Prompt ▸ Nothing should differ between your output and the entries below.

Dataset records
-------

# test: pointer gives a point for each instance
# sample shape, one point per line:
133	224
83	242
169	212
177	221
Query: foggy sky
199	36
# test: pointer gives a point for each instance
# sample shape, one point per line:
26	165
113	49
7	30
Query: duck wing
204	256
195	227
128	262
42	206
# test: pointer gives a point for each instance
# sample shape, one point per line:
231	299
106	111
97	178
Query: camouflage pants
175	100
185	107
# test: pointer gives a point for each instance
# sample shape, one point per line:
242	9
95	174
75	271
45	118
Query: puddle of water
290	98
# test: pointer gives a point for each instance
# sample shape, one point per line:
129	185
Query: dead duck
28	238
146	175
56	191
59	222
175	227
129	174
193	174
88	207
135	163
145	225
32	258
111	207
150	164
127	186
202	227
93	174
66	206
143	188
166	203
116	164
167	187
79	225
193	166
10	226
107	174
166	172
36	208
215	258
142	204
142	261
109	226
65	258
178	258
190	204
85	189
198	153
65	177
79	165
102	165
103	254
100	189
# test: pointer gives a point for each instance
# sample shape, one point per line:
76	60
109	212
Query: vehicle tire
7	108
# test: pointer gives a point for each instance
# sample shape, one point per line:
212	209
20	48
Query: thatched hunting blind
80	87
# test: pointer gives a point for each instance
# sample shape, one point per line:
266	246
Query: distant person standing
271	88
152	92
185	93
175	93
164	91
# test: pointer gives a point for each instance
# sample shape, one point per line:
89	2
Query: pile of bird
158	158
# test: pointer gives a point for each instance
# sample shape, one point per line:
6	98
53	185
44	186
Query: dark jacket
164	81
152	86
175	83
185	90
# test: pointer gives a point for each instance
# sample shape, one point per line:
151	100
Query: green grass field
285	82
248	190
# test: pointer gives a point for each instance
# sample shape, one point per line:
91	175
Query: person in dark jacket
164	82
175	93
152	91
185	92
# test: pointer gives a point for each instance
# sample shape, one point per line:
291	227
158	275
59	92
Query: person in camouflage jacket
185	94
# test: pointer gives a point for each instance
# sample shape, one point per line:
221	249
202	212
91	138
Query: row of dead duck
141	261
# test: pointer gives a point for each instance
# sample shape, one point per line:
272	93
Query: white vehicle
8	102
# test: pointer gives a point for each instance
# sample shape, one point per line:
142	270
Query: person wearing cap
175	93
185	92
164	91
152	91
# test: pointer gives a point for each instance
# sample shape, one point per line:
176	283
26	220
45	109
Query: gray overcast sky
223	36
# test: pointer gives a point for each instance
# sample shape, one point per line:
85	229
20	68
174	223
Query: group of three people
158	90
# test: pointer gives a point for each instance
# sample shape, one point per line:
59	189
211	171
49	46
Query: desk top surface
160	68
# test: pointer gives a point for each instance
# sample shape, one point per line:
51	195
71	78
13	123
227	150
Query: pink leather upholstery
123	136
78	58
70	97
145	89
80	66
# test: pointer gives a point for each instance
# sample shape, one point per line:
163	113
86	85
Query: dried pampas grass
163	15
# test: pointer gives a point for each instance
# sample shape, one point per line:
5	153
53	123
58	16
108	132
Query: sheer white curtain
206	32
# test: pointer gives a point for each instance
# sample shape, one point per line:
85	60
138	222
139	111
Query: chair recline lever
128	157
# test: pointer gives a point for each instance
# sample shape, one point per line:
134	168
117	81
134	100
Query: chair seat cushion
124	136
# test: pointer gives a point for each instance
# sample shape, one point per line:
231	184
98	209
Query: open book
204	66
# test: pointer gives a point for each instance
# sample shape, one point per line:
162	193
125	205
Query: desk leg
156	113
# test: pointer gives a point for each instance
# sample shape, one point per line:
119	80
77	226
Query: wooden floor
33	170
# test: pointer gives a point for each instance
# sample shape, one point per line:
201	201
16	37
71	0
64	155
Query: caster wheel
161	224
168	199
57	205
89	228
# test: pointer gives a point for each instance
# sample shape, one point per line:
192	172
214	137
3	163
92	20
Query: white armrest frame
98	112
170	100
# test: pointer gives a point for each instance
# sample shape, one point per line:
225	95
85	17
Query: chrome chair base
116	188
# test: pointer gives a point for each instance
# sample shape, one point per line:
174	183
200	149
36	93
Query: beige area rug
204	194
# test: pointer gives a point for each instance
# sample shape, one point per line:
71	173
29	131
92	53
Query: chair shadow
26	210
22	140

-------

Result of the exercise ▸
# test: pointer gives a point for each instance
# sample shape, one point per line:
133	224
83	242
169	212
177	221
Query: foggy sky
199	36
# test: pointer gives a point for each instance
# sample shape, one point per line:
26	165
113	49
7	30
Query: duck wing
204	256
195	227
128	262
42	206
# test: pointer gives a point for each instance
# sample shape, one point per line:
231	299
106	111
97	178
Query: camouflage pants
175	100
185	107
# test: pointer gives a point for each instance
# sample shape, one point per line:
242	9
95	174
75	271
45	118
Query: puddle of water
290	98
# test: pointer gives a point for each instance
# sample shape, one point per line:
129	185
Query: dead duck
28	238
146	175
56	191
59	222
175	227
129	174
193	174
88	207
135	163
145	225
32	258
111	207
150	164
127	186
202	227
93	174
66	206
143	188
166	203
116	164
167	187
79	225
193	166
10	226
107	174
166	172
36	208
215	258
142	204
142	261
109	226
65	258
178	258
190	204
85	189
198	153
65	177
79	165
102	165
103	254
100	189
# test: pointer gives a point for each instance
# sample shape, one point per line:
76	60
109	212
Query: vehicle tire
7	108
# test: pointer gives a point for each instance
# sample shape, one point per line:
212	209
20	48
Query: thatched hunting blind
80	87
# test: pointer gives a point for each instance
# sample shape, one point per line:
266	246
Query: distant person standing
271	88
152	92
185	93
175	93
164	91
# test: pointer gives a point for each instance
# sample shape, one point per line:
89	2
Query: pile of bird
158	158
# test: pointer gives a point for each instance
# sample shape, one point per line:
6	98
53	185
44	186
Query: dark jacket
164	81
152	86
175	83
185	90
# test: pointer gives a point for each instance
# sample shape, one point per line:
151	100
Query: green grass field
285	82
248	190
# test: pointer gives a point for each instance
# sample shape, one point per line:
91	175
Query: person in dark jacket
164	82
175	93
152	91
185	92
# test: pointer gives a point for each instance
# sample shape, one point per line:
291	227
158	275
59	92
Query: person in camouflage jacket
185	94
# test: pointer gives a point for each instance
# sample shape, one point per line:
221	249
202	212
91	138
Query: row of dead duck
141	261
# test: pointer gives a point for each instance
# sample shape, one point per line:
272	93
Query: white vehicle
8	102
# test: pointer gives a point for each instance
# sample shape, one point per line:
142	270
Query: person wearing cap
175	93
185	92
164	91
152	91
# test: pointer gives a point for each instance
# sample shape, one point per line:
176	283
26	220
45	109
Query: gray overcast sky
223	36
# test: pointer gives a point for each instance
# sample shape, one point per line:
85	229
20	68
174	223
Query: group of three people
158	90
# test: pointer gives a point for each instance
# sample shape, one point per line:
59	189
211	171
49	46
Query: desk top surface
160	68
# test: pointer gives a point for each instance
# sample shape, one point per line:
51	195
71	78
13	123
227	150
Query: pink leather upholstery
123	136
78	58
70	97
145	89
80	66
# test: pointer gives a point for each instance
# sample shape, one point per line:
163	113
86	85
Query: dried pampas grass
163	15
# test: pointer gives a point for each instance
# sample shape, one point per line:
5	153
53	123
58	16
108	132
Query: sheer white curtain
206	32
# test: pointer gives a point for each instance
# sample shape, one point per line:
85	60
138	222
139	111
Query: chair recline lever
128	157
# test: pointer gives a point for each instance
# sample shape, one point per line:
134	168
117	81
134	100
Query: chair seat cushion
124	136
# test: pointer gives a point for each instance
# sample shape, one point per line:
231	184
98	209
Query: open book
204	66
# test: pointer gives a point for each instance
# sample shape, one point per line:
162	193
125	205
Query: desk leg
156	113
# test: pointer gives a point for each instance
# sample shape, one point per line:
119	80
77	226
Query: wooden floor
33	170
# test: pointer gives a point for each instance
# sample shape, one point per line:
201	201
16	37
71	0
64	155
Query: caster wheel
161	224
168	199
57	205
89	228
# test: pointer gives a point for each instance
# sample shape, one point per line:
192	172
214	137
3	163
92	20
Query: white armrest frame
98	112
170	100
# test: pointer gives a point for each instance
# sample shape, one point per line:
225	95
85	17
Query: chrome chair base
116	188
# test: pointer gives a point for each instance
# sample shape, one point per line:
174	183
200	149
36	93
Query: beige area rug
204	194
# test: pointer gives a point for each instance
# sample shape, one point per line:
71	173
29	131
92	53
Query: chair shadow
26	210
22	140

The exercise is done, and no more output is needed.